Image-grounded pointing data |
####
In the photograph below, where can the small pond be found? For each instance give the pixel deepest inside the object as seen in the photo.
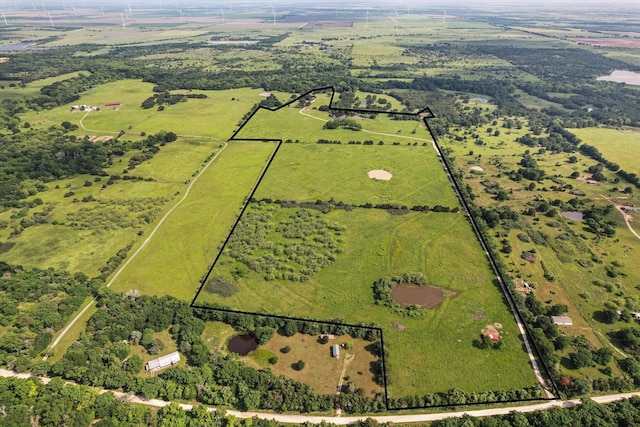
(425, 296)
(622, 76)
(242, 344)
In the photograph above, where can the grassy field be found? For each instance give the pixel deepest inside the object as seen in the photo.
(82, 236)
(178, 256)
(310, 172)
(616, 145)
(216, 116)
(322, 372)
(584, 289)
(377, 244)
(33, 88)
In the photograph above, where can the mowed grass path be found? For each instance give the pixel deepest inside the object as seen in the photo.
(64, 246)
(180, 252)
(308, 172)
(432, 354)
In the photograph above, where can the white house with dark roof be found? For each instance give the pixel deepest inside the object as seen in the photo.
(163, 361)
(562, 320)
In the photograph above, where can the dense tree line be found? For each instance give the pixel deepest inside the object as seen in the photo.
(34, 304)
(543, 333)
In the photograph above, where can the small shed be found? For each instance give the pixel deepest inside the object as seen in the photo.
(163, 361)
(335, 351)
(562, 320)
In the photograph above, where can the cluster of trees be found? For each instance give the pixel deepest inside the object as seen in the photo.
(304, 244)
(31, 402)
(346, 122)
(101, 358)
(594, 153)
(558, 140)
(545, 336)
(329, 205)
(288, 326)
(34, 304)
(458, 397)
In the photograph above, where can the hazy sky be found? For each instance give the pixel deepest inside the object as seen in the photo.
(628, 5)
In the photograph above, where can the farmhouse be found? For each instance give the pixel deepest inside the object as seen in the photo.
(335, 351)
(562, 320)
(329, 336)
(166, 360)
(493, 336)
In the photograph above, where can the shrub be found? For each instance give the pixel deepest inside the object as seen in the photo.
(223, 286)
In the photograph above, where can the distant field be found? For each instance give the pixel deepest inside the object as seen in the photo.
(215, 116)
(567, 241)
(33, 88)
(308, 172)
(109, 223)
(374, 244)
(178, 255)
(618, 146)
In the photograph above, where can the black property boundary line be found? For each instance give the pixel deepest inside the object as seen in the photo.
(425, 114)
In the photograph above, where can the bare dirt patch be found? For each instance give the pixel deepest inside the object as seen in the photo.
(380, 175)
(573, 215)
(424, 296)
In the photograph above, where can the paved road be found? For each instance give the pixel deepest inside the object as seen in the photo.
(406, 418)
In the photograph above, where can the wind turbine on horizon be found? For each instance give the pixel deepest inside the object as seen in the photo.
(397, 18)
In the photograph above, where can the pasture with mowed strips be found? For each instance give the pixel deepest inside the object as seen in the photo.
(318, 232)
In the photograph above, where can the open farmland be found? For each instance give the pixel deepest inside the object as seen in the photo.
(347, 249)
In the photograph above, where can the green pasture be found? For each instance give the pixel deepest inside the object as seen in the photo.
(215, 116)
(534, 102)
(33, 88)
(310, 172)
(184, 246)
(377, 244)
(574, 285)
(321, 371)
(621, 146)
(116, 35)
(105, 228)
(278, 125)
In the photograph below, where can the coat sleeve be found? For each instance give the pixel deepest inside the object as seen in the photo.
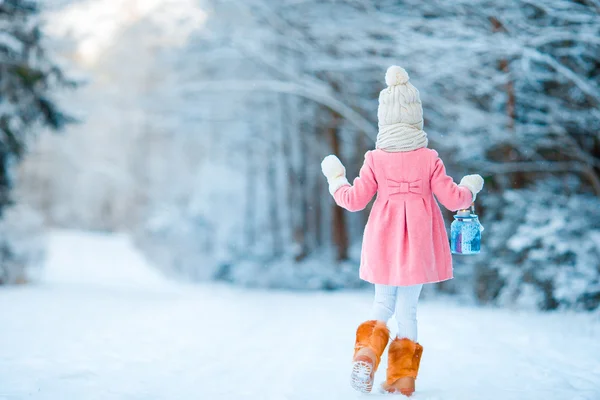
(452, 196)
(357, 196)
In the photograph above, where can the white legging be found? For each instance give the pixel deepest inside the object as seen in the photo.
(403, 301)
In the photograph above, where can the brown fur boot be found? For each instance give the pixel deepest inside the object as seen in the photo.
(404, 358)
(371, 339)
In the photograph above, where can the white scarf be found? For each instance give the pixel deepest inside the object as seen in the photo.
(400, 137)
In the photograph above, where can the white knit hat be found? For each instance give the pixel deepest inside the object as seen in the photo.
(400, 114)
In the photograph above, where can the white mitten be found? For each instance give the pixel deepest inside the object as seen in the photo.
(472, 182)
(334, 171)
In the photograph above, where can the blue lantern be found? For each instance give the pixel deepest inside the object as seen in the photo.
(465, 232)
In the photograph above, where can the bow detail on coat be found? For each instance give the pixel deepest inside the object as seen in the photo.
(405, 187)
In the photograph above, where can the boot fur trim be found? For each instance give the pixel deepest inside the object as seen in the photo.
(374, 335)
(404, 358)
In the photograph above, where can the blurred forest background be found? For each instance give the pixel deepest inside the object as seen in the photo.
(198, 126)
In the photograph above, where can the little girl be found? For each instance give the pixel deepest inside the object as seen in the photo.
(405, 243)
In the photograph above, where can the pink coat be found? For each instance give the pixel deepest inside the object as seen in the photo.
(405, 241)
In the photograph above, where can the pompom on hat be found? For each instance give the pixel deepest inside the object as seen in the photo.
(400, 114)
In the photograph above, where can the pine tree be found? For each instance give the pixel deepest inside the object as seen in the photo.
(27, 80)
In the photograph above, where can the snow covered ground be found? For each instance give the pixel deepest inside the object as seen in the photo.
(103, 325)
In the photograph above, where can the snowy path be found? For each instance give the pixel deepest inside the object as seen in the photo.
(104, 326)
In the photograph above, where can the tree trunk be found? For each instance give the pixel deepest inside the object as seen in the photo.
(340, 231)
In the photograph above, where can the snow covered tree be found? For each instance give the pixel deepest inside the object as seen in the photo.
(27, 80)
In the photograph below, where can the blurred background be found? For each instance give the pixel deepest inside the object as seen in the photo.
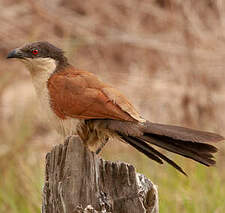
####
Assigned task |
Repeat the records above word for word, keeping no pictures in the copy.

Output |
In the photograph below, where can the small pond be found? For each instance give the pixel deepest inside the object as seen in the photo.
(425, 296)
(622, 76)
(242, 344)
In the photograph above, where can the grassy field be found? For each instance give the pixel deepest inside the object as seen in the photo.
(82, 236)
(178, 256)
(310, 172)
(616, 145)
(216, 116)
(322, 372)
(584, 289)
(377, 244)
(33, 88)
In the photograph above, where can the mowed grass path be found? For each instance give the pixel deepest inside the object as seen in the photo.
(64, 246)
(180, 252)
(308, 172)
(432, 354)
In the photograph above, where can the white house with dark roof be found? For each instance give the pixel deepest inside the object as seen in the photo.
(163, 361)
(562, 320)
In the photograph above, where can the dense tree line be found? For each instance give the pixel deepest inside the object as seen in the photo.
(34, 304)
(543, 333)
In the photograph above, where can the small shed be found? For each instance give the pixel deepest inside the object as seen in the photo.
(163, 361)
(335, 351)
(562, 320)
In the photograph above, where can the cluster of trees be found? For each instance give the pixel deepest inside the object as seen in the photo.
(304, 244)
(31, 402)
(346, 122)
(101, 358)
(594, 153)
(558, 140)
(545, 336)
(329, 205)
(288, 326)
(34, 304)
(458, 397)
In the photograph above, where can the hazy sky be found? For each instance give the pixel deepest inside the object as seen in the photo.
(628, 5)
In the photograph above, where can the farmhouse be found? For each instance give the pixel deepest inside the object as seen in the photo.
(335, 351)
(562, 320)
(329, 336)
(166, 360)
(493, 336)
In the photograph above, where can the shrub be found? For each instance give the pixel deepest inside the object as seen in the photo.
(223, 286)
In the photograph above, where can the distant field be found? For each instance give the pixel deepest inside the object as seen in the photo.
(215, 116)
(567, 241)
(33, 88)
(308, 172)
(109, 223)
(374, 244)
(178, 255)
(618, 146)
In the photograph above, where can the black property boundary line be found? For each instance give the pixel deepest inside the object as seen in the photo.
(425, 114)
In the photograph above, where can the bare dirt patch be found? For each instance give the pixel deepest inside the object as seen in the photo.
(380, 175)
(573, 215)
(424, 296)
In the photograph above, where can the paved road be found? For each instance give the pixel deepest inside the object as seen in the photo.
(406, 418)
In the photograph above, where can the wind turbine on horizon be found? For each instance give the pixel deepest inside the object as seen in the photo.
(397, 18)
In the photograph above, where can the pasture with mowed strips be found? For each instance give the pixel deepest inside the object as seen in the photo.
(318, 232)
In the photograph above, where can the open farmland be found? For each instance give the pixel deepest inside the object as seen in the photo.
(347, 249)
In the photograph above, where can the green pasture be found? For each instance give the pixel deepest inside the object as seen in the photo.
(215, 116)
(534, 102)
(33, 88)
(310, 172)
(184, 246)
(377, 244)
(574, 285)
(321, 371)
(621, 146)
(116, 35)
(105, 228)
(278, 125)
In the photograph below, where can the coat sleeve be found? For each instance give the pixel deepest inside the object as seen in the photo.
(452, 196)
(357, 196)
In the photograph above, where can the white legging be found? For each instance give the pixel deepest inside the object as seen in the photo.
(403, 301)
In the photograph above, where can the brown fur boot be found? For each instance give the pixel deepest inside the object as seen in the photo.
(404, 358)
(371, 339)
In the photograph above, where can the white scarf be found? For each instance give the pixel deepest inside the object as seen in the photo.
(400, 137)
In the photograph above, where can the white knit hat be found? For each instance give the pixel deepest inside the object as seen in the photo.
(400, 114)
In the photograph above, where can the white mitten be found? For each instance give the pixel deepest inside the object as seen in the photo.
(472, 182)
(334, 171)
In the photograph above, where can the blue lantern be found? For each instance give the pixel deepest inside the object as seen in the photo.
(465, 232)
In the photograph above, where can the bow detail on coat be found? For each instance give the pixel deepest inside the object as seen in the photo.
(405, 187)
In the photograph above, where can the boot fur trim be found? For each instance give the pixel deepest inside the object as seen in the photo.
(374, 335)
(404, 358)
In the photograph above, where can the blurred forest background be found? For each instance give the pixel deepest inside the object as seen in the photo.
(198, 126)
In the photograph above, where can the little girl be found? For each instance give the pixel deepest inside the object as seen in the photo.
(405, 243)
In the photograph above, where can the pink coat be found? For each instance give the pixel deepest inside the object as seen in the photo.
(405, 241)
In the photograph above, where can the pompom on hat be found? For each instance give the pixel deepest inside the object as seen in the photo.
(400, 114)
In the photograph above, where can the pine tree be found? For each instance give the pixel deepest inside the object as seen in the photo.
(27, 80)
In the photograph above, where can the snow covered ground be found? For each instance give the pixel deepest inside the object as seen in the photo.
(103, 325)
In the photograph above, where can the snowy path be found? For each instance give the pixel deepest inside the object as seen in the photo.
(104, 326)
In the photograph above, where can the tree trunk be found? For each instance give the pixel deepest inside the object as seen in the photo.
(340, 231)
In the photograph above, where can the snow covered tree be found? For each instance give the pixel deepest inside the object as seen in the photo.
(27, 80)
In the photograph below, where can the blurred background be found? For each instance give the pixel deepest inside the object as seen in the photo.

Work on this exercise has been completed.